[Entries drawn from a collection]
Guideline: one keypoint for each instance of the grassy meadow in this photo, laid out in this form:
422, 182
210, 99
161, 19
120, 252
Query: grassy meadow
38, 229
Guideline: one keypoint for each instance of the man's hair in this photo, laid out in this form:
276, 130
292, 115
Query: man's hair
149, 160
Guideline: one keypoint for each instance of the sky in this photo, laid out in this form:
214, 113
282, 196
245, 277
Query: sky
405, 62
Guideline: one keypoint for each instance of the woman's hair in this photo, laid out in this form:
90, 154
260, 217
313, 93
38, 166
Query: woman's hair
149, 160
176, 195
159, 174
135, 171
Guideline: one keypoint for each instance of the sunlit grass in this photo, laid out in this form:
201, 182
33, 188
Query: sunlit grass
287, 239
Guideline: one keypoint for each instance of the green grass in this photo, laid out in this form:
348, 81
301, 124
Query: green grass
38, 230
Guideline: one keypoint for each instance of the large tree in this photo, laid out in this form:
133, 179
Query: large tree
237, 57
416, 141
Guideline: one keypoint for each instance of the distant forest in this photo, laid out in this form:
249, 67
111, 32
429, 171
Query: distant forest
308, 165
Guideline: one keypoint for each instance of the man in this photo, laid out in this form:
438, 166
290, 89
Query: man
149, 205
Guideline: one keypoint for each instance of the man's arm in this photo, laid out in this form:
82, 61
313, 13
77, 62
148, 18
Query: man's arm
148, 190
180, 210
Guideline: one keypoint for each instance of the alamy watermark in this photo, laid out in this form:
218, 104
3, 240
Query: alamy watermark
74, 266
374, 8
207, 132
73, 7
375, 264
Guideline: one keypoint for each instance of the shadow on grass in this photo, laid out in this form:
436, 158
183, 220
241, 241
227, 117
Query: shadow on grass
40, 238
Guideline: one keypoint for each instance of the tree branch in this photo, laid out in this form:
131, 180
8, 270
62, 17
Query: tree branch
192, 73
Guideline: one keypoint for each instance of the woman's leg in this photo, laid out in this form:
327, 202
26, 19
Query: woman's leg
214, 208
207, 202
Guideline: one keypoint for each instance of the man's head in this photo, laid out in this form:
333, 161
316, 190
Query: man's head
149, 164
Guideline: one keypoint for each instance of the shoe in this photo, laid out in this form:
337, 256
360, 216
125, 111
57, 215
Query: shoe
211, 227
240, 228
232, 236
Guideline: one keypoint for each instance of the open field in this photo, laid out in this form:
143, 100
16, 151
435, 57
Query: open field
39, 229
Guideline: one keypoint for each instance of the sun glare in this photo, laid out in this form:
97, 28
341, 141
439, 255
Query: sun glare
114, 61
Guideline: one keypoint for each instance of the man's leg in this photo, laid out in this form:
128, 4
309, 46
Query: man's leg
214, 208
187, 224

▶ _TASK OBJECTIVE_
Set out the entries from the line containing "Guideline: one keypoint for each instance of the sun glare" through the end of the entries as a Markdown table with the columns Row and Line, skipping any blank lines.

▶ _EXERCISE OUTPUT_
| Row | Line |
|---|---|
| 1 | Guideline: one keypoint for each instance of the sun glare in this photo, laid out in this form: |
| 2 | 97, 28 |
| 3 | 341, 141 |
| 4 | 439, 255 |
| 5 | Query: sun glare |
| 6 | 114, 61 |
| 7 | Guideline: one keypoint for each instance of the man's leg in this photo, laid out in this form: |
| 8 | 128, 4 |
| 9 | 309, 46 |
| 10 | Query: man's leg |
| 11 | 214, 208 |
| 12 | 187, 224 |